START Information given

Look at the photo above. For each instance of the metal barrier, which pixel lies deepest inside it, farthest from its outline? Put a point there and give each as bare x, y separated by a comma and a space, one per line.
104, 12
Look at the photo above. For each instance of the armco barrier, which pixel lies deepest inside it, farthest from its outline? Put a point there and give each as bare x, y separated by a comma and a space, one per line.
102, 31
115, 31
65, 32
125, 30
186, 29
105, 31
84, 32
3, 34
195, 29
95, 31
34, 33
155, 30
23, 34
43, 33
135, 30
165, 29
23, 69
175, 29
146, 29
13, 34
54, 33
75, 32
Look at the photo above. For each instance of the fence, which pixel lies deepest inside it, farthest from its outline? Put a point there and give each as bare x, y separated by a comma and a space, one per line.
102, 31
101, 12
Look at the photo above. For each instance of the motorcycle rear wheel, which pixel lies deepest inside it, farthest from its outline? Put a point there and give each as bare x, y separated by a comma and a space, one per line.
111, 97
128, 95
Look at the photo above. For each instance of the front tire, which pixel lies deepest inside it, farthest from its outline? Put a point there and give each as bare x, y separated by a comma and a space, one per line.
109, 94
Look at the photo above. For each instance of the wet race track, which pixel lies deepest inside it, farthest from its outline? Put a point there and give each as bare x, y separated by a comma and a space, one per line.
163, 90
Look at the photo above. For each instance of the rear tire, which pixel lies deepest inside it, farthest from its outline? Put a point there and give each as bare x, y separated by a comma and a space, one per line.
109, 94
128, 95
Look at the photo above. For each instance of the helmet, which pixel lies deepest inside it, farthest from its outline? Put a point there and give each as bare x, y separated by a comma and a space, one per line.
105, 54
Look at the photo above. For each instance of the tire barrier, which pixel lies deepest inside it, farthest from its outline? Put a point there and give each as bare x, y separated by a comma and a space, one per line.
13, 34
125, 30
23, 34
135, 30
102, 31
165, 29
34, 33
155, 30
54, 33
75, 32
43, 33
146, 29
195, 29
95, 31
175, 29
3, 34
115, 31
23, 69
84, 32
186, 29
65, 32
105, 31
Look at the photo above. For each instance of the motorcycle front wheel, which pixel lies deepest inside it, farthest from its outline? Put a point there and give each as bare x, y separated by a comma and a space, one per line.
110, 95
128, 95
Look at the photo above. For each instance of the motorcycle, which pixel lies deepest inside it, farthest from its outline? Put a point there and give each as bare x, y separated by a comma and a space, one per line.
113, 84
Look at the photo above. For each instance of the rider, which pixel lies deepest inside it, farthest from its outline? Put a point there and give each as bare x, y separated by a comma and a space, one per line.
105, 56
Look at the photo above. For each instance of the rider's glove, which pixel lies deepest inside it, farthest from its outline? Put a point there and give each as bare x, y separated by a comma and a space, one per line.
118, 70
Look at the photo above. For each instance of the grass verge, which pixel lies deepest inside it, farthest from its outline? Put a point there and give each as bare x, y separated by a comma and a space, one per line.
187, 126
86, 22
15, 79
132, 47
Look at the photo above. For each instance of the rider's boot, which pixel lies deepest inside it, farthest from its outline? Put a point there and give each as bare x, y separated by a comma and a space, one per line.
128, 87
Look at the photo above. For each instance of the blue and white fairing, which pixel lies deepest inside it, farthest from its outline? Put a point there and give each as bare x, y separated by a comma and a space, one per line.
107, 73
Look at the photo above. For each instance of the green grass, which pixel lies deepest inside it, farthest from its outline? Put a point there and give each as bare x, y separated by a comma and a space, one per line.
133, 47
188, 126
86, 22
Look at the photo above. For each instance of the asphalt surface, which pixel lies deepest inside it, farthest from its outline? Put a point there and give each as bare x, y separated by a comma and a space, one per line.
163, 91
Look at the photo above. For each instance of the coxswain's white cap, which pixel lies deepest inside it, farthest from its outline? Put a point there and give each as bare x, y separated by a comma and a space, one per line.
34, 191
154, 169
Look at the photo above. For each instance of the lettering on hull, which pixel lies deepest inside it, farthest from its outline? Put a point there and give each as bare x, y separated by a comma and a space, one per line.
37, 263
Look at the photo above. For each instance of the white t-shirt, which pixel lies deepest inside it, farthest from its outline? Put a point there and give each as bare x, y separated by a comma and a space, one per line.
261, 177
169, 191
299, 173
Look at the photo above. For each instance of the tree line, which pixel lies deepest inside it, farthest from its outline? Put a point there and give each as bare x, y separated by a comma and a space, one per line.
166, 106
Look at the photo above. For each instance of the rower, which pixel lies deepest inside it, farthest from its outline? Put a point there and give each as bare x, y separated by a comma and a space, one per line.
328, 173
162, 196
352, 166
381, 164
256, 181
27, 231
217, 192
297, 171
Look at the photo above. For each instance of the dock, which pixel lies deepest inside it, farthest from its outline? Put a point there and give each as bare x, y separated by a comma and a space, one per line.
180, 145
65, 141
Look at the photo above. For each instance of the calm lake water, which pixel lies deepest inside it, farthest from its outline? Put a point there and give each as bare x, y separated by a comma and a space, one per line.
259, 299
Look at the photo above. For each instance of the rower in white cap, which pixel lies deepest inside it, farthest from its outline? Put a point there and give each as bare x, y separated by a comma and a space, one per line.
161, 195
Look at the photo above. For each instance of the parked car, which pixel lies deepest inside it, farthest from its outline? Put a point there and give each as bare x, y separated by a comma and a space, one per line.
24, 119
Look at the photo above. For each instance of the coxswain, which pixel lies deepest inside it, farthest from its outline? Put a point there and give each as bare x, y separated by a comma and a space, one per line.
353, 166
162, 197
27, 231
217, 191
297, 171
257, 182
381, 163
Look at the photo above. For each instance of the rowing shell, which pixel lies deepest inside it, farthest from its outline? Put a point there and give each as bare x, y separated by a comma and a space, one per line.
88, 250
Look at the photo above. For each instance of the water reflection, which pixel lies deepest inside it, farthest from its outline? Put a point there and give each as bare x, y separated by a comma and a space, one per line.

END Information given

## [Set task]
Copy the entire listing above word for word, keeping every line in its original order.

## [Exercise answer]
Look at the photo above. For each instance of the metal barrier, which pixel lies deepest inside it, farthest from its outline? Put a point there and give each as bare x, y separated by a comma and a space, one per line.
104, 12
Look at the photo above. For each instance of the armco barrier, which pixel lies deepest inside it, farthest from its outline? Put a point there and give each as bare x, y separated by a comma and a space, one per line.
102, 31
115, 31
65, 32
125, 30
186, 29
105, 31
84, 32
3, 34
195, 29
95, 31
34, 33
155, 30
23, 34
43, 33
135, 30
165, 29
23, 69
175, 29
146, 29
13, 34
54, 33
75, 32
Look at the photo above. For each instance of the fence, which pixel lies deepest inside it, farthest from its outline? Put a point there and give each as bare x, y separated by a comma and a space, one per line.
102, 31
101, 12
Look at the photo above. For each instance of the motorcycle rear wheel, which pixel lies deepest inside it, farthest from its outline? Put a point there and give each as bare x, y separated by a comma and a space, one per line.
111, 97
128, 95
Look at the photo above. For each instance of the front tire, which pixel lies deepest inside it, farthest from its outline? Put a point there and give each as bare x, y separated by a comma and a space, one per line.
109, 94
Look at the photo above. For each instance of the wet race track, which pixel lies deepest inside it, farthest from its outline? Put a point there and give each as bare x, y separated by a comma and a space, one per line.
163, 90
Look at the photo above. For each instance of the rear tire, which pixel lies deepest inside it, farthest from its outline? Put a point there and give each as bare x, y separated by a comma and a space, one per line.
109, 94
128, 95
Look at the photo above. For each instance of the helmet, which pixel lies deepest inside it, farthest from its outline? Put a point there and give each as bare x, y separated by a comma and a space, one per line.
105, 54
Look at the photo above. For each instance of the tire barrier, which pixel lies deepest inside it, farthest from its outline? Put a point there and give each as bare x, y separated by a comma and a space, one per line.
13, 34
125, 30
23, 34
135, 30
102, 31
165, 29
34, 33
155, 30
54, 33
75, 32
43, 33
146, 29
195, 29
95, 31
175, 29
3, 34
115, 31
23, 69
84, 32
186, 29
65, 32
105, 31
Look at the photo above. For each instance of the motorcycle front wheel, which pixel lies deepest inside it, farthest from its outline? Put a point there and give each as bare x, y separated by a comma and a space, one per line.
110, 95
128, 95
Look at the photo above. For each instance of the motorcycle, which pixel lies deepest inside it, farthest from its outline? Put a point there and give each as bare x, y separated by a comma and a space, one per line.
113, 84
Look at the photo above. For each instance of the rider, which pixel lies deepest inside it, farthest from its outline? Put a point there and give each as bare x, y separated by a comma and a space, one per line.
105, 56
Look at the photo above. For each instance of the rider's glove, which pixel lies deepest inside it, farthest from its outline? Put a point there and give each as bare x, y separated by a comma and a space, one per line.
118, 70
Look at the photo above. For each instance of the grass verge, which pixel lies deepest inside it, farthest from its outline? Put a point there and give each as bare x, y separated by a comma and a space, one per line.
187, 126
86, 22
15, 79
132, 47
Look at the photo above. For each instance of the rider's boot, which pixel lies deepest inside it, farthest from its outline? Put a point there and give each as bare x, y separated by a comma and a space, one per line.
128, 87
Look at the photo above. For each instance of the blue and white fairing, which pixel lies deepest inside it, farthest from its outline? Put a point there and give each as bare x, y separated by a comma and a space, one per line.
107, 73
Look at the photo above. For each instance of the green grass, which pixel lies deepest inside it, farthest from its outline? Put a point there and give each as bare x, y separated by a comma and a space, one per line.
133, 47
188, 126
86, 22
Look at the photo above. For each instance of the asphalt surface, which pixel lies deepest inside it, farthest from its outline? Put a point there and give each as bare x, y separated by a comma and a space, one per line.
163, 91
Look at the photo above. For each instance of the coxswain's white cap, which pixel lies deepest inside it, farthest from its outline? Put a point there and give each as bare x, y separated by a comma and a space, one per line.
34, 191
154, 169
Look at the photo above. For each instance of the lettering on hull, which pixel lies deepest inside it, farthest from its outline? Put a point there and give each as bare x, y separated by a comma and a space, one per line.
37, 263
Look at the photo above. For each instance of the white t-shirt, which pixel lies deepest inside it, farthest from its outline? Put a point there and give each as bare x, y separated by a comma and a space, one per line.
261, 177
169, 191
299, 173
Look at the photo above. For each instance of the tree line, which pixel lies deepest inside it, farthest from its outline? Put a point there and give each as bare x, y separated by a comma and a space, one per line.
166, 106
Look at the photo above. For each instance of the rower, which pixel lies deepest inside it, farthest from its outline? Put a point there and give each as bare x, y separated by a comma and a space, one per line.
328, 173
162, 196
352, 166
381, 164
256, 181
27, 231
217, 192
297, 171
Look at the photo above. For each instance of the dock, which pixel lies deepest inside it, farthest from its outline? Put a point there and give each as bare x, y separated by a comma and a space, one per line.
180, 145
65, 141
Look at the photo above. For each instance of the calm lake water, which pixel lies deepest inside it, farthest from its outline? Put a point there and give each as bare x, y separated by a comma and a space, one per line.
259, 299
Look at the photo above. For each instance of the rower in white cap, which pixel lies deepest inside it, farthest from its outline? Put a point there and give each as bare x, y separated by a comma and a space, one per line.
161, 195
Look at the photo above. For each instance of the parked car, which pixel lies deepest inside it, farthest from its outline? Put a point there and give each as bare x, y separated by a comma and a space, one per line.
24, 119
Look at the photo above. For each instance of the coxswain, which pixel lies deepest inside it, farthest from its outline? Put a point there and give each as bare x, y separated by a comma and a space, one per line.
353, 166
162, 197
27, 231
217, 191
297, 171
257, 182
381, 163
Look at the photo above. For each instance of the rowing shell, which pixel lies deepest inside it, farthest from its outline? Put a point there and give each as bare x, y separated by a comma and a space, one per line.
88, 250
Look at the photo above. For each instance of the water reflection, which pixel lies deepest inside it, farthest from its outline? Put a point there and give each as bare x, y separated by a comma and a space, one per line.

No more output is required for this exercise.